_Task data_
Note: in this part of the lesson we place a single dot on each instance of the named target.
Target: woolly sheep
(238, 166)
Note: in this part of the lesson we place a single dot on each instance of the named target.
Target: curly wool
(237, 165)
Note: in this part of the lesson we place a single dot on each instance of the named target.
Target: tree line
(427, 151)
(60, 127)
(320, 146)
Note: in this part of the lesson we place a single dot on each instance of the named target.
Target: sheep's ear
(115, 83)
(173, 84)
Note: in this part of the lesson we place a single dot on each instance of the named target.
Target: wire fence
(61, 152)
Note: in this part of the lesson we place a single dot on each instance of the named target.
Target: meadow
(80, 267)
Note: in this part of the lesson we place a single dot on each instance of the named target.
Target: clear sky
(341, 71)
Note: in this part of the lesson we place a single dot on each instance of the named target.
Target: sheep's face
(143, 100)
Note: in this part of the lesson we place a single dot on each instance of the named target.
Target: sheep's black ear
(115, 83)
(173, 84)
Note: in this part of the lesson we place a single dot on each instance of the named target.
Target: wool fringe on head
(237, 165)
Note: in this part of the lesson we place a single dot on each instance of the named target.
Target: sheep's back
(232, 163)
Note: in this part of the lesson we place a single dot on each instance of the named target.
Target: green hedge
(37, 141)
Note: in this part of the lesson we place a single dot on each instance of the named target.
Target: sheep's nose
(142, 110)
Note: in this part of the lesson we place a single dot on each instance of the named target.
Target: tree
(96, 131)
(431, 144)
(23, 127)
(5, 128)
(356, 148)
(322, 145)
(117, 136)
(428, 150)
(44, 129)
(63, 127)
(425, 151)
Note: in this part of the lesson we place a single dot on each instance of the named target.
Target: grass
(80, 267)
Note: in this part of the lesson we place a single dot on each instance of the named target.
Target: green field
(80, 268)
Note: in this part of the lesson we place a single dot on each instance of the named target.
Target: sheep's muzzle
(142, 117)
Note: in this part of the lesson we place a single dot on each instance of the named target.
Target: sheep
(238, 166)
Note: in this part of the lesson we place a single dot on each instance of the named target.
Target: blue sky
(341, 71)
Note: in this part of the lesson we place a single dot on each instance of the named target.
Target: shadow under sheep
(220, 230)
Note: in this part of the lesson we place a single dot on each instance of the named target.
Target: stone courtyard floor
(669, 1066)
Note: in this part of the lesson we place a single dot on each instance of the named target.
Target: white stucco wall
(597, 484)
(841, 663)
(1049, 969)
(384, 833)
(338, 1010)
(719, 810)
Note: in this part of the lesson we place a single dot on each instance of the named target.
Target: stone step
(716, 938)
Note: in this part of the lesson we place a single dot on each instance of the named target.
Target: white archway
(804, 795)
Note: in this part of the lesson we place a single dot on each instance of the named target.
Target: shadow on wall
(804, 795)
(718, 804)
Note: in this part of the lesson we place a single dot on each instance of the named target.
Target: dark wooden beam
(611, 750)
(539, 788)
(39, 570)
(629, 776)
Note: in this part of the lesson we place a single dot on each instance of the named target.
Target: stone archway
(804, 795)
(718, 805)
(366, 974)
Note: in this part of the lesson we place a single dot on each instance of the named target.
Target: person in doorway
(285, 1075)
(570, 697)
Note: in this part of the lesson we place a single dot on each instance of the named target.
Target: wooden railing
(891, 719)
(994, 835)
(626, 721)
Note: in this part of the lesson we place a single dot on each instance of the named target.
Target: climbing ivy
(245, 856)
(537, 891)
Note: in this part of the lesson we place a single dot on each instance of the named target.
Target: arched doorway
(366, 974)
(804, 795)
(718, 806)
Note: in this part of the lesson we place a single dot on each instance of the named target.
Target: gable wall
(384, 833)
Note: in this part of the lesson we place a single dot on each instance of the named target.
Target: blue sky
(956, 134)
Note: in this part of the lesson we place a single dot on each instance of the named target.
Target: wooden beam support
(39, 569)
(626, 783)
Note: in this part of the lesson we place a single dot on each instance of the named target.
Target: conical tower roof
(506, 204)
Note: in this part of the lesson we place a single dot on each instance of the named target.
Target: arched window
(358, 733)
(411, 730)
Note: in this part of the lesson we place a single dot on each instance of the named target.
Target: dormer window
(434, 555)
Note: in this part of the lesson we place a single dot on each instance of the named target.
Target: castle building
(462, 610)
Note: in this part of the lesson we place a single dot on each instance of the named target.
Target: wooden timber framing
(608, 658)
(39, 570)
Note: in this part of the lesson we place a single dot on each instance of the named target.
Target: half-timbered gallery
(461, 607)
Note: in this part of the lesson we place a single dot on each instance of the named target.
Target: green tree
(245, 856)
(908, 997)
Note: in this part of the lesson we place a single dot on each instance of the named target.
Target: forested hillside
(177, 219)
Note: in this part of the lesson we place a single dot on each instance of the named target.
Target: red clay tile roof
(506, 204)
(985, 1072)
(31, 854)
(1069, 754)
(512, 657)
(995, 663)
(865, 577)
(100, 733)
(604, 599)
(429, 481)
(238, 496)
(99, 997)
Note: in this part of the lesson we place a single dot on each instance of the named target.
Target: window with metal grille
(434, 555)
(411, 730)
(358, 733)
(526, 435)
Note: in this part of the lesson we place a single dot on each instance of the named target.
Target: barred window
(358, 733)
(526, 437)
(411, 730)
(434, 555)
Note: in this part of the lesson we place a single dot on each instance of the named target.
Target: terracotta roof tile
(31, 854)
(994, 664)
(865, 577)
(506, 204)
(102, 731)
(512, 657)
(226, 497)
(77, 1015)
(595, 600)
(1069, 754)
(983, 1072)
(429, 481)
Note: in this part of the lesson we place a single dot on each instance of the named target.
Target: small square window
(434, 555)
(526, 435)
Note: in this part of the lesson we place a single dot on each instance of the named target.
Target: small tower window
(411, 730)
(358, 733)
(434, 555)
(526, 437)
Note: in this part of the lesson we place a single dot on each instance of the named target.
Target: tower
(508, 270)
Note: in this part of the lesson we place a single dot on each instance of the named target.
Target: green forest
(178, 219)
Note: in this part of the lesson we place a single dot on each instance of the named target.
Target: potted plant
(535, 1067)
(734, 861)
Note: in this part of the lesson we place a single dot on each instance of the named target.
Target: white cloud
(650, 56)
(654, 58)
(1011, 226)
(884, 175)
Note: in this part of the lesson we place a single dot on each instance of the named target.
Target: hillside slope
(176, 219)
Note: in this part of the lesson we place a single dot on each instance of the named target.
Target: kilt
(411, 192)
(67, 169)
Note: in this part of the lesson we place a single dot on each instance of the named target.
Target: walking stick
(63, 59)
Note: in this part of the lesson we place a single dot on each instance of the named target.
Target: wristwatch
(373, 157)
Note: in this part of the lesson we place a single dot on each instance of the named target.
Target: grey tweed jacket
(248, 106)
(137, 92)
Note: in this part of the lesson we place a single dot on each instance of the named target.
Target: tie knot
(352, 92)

_Task directions_
Return all of the data exactly as it reads.

_Answer to the task_
Note: in this part of the lesson we place a single dot on each instance of the named target.
Target: woolly sheep
(238, 166)
Note: in this part of the lesson we place a single dot on each instance of the named target.
Target: curly wool
(237, 165)
Note: in this part of the lesson we place a single dot on each instance of the named target.
Target: tree line
(427, 151)
(60, 127)
(320, 146)
Note: in this part of the lesson we place a single dot on each instance of the named target.
Target: sheep's ear
(115, 83)
(173, 84)
Note: in this part of the lesson we place a single dot on each instance of the named target.
Target: wire fence
(61, 152)
Note: in this part of the lesson we place a single dot on each instance of the named target.
Target: meadow
(80, 267)
Note: in this part of the lesson we place a single dot on each instance of the named target.
Target: clear sky
(341, 71)
Note: in this part of the lesson we place a single dot on each instance of the named target.
Target: sheep's face
(143, 100)
Note: in this part of the lesson we place a single dot on each instance of the named target.
Target: sheep's black ear
(115, 83)
(173, 84)
Note: in this part of the lesson we place a single dot on each instance of the named target.
Target: wool fringe on head
(237, 165)
Note: in this part of the lesson we place a single dot on each instance of the named target.
Target: sheep's back
(232, 163)
Note: in this part of the lesson we place a single dot on each instance of the named target.
Target: green hedge
(37, 141)
Note: in this part of the lesson we place a single dot on each instance of the named target.
Target: sheep's nose
(142, 110)
Note: in this part of the lesson we place a single dot on each instance of the named target.
Target: tree
(96, 131)
(431, 144)
(23, 127)
(5, 128)
(356, 148)
(322, 145)
(117, 136)
(428, 150)
(44, 129)
(63, 127)
(425, 151)
Note: in this part of the lesson we place a single dot on each instance of the named target.
Target: grass
(80, 267)
Note: in this part of the lesson we place a single dot on each instance of the named target.
Target: green field
(80, 268)
Note: in this part of the lesson we place a single dot on each instance of the named target.
Target: sheep's muzzle
(142, 117)
Note: in this part of the lesson we place a single dot on each instance of the named target.
Target: sheep
(238, 166)
Note: in this part of the lesson we place a single dot on each instance of the named target.
Target: blue sky
(341, 71)
Note: in this part of the lesson we place a single dot on each instance of the named target.
Target: shadow under sheep
(220, 230)
Note: in this part of the lesson we place a single dot on each instance of the named target.
Target: stone courtyard floor
(669, 1066)
Note: in this part of the lesson we place a single dot on each instance of the named target.
Target: white stucco wall
(597, 484)
(841, 663)
(1049, 969)
(384, 833)
(338, 1010)
(719, 810)
Note: in this part of the lesson we place a single dot on each instance of the named target.
Target: stone step
(716, 938)
Note: in this part of the lesson we place a single dot on each instance of the named target.
Target: white archway
(804, 795)
Note: in this part of the lesson we place a single dot on each instance of the named target.
Target: shadow on wall
(804, 795)
(718, 804)
Note: in this part of the lesson we place a single dot on each instance of the named target.
Target: dark wooden beam
(611, 750)
(539, 788)
(39, 570)
(629, 776)
Note: in this part of the lesson we place a single dot on each instance of the named target.
Target: stone archway
(804, 795)
(718, 805)
(366, 974)
Note: in this part of the lesson we place a single dot on each instance of the named target.
Target: person in doorway
(285, 1075)
(570, 697)
Note: in this part of the lesson we place a single dot on each instance of the named target.
Target: wooden railing
(891, 719)
(994, 835)
(626, 721)
Note: in this part of the lesson we place a single dot on each instance of the named target.
Target: climbing ivy
(245, 856)
(537, 891)
Note: in this part of the lesson we place a single dot on each instance of the named target.
Target: arched doorway
(366, 974)
(804, 795)
(718, 806)
Note: in this part of the lesson we place a single dot on each instance of the named target.
Target: gable wall
(384, 833)
Note: in this part of the lesson we place a single dot on each instance of the named target.
Target: blue sky
(956, 134)
Note: in this part of the lesson we place a single dot on each instance of the named target.
Target: wooden beam support
(39, 569)
(626, 783)
Note: in this part of the lesson we place a single dot on each instance of the named target.
Target: conical tower roof
(506, 204)
Note: in this part of the lesson we place a single dot on each instance of the named target.
Target: arched window
(358, 733)
(411, 730)
Note: in this part of the lesson we place a single dot on each instance of the named target.
Target: dormer window
(434, 555)
Note: in this part of the lesson we place a single dot on each instance of the named target.
Target: castle building
(462, 610)
Note: in this part of the lesson we place a single dot on each instance of the named target.
Target: wooden timber framing
(608, 658)
(39, 570)
Note: in this part of the lesson we place a single dot on each instance of the named target.
Target: half-timbered gallery
(461, 607)
Note: in this part of the lesson we place a single dot on each instance of the named target.
Target: green tree
(245, 856)
(908, 997)
Note: in this part of the lesson we place a single dot on each instance of the named target.
Target: forested hillside
(177, 219)
Note: in this part of the lesson we place a single dot on each instance of the named target.
Target: red clay tile roof
(506, 204)
(985, 1072)
(31, 854)
(1069, 754)
(512, 657)
(995, 663)
(865, 577)
(100, 733)
(604, 599)
(429, 481)
(238, 496)
(99, 997)
Note: in this part of the lesson we place a single dot on each instance of the named target.
Target: window with metal grille
(434, 555)
(411, 730)
(358, 733)
(526, 435)
Note: in this part of the lesson we place a single dot on each instance of the named target.
Target: barred window
(358, 733)
(526, 437)
(411, 730)
(434, 555)
Note: in this part of the lesson we place a single dot on each instance of the named target.
Target: terracotta roof tile
(31, 854)
(994, 664)
(865, 577)
(506, 204)
(102, 731)
(512, 657)
(226, 497)
(77, 1015)
(595, 600)
(1069, 754)
(983, 1072)
(429, 481)
Note: in this part of the lesson we place a single dot on each instance of the named target.
Target: small square window
(434, 555)
(526, 435)
Note: in this part of the lesson we place a single dot on each instance of the named target.
Target: small tower window
(411, 730)
(358, 733)
(434, 555)
(526, 437)
Note: in this part of the lesson we place a single dot on each instance of the named target.
Target: tower
(508, 270)
Note: in this part of the lesson we place a single dot on each instance of the named target.
Target: green forest
(178, 219)
Note: in this part of the lesson we place a single dot on each instance of the named target.
Target: potted plant
(535, 1067)
(734, 861)
Note: in this part of the lesson we place a single dot on each instance of the named target.
Target: white cloud
(650, 56)
(654, 58)
(1011, 226)
(884, 175)
Note: in this part of the lesson we place a single dot on each instance of the named target.
Target: hillside slope
(176, 219)
Note: in this part of the lesson we place a single dot on each instance of the named target.
Target: kilt
(411, 192)
(67, 169)
Note: in this part of the lesson we place a single dot on each instance of the named target.
Target: walking stick
(63, 59)
Note: in this part of the lesson we place a single dot on each instance of the named target.
Target: wristwatch
(373, 157)
Note: in this part of the lesson we place a single dot on each instance of the named target.
Target: grey tweed jacket
(248, 106)
(137, 92)
Note: in this part of the lesson we place a single dot on each instance of the named target.
Target: tie knot
(352, 92)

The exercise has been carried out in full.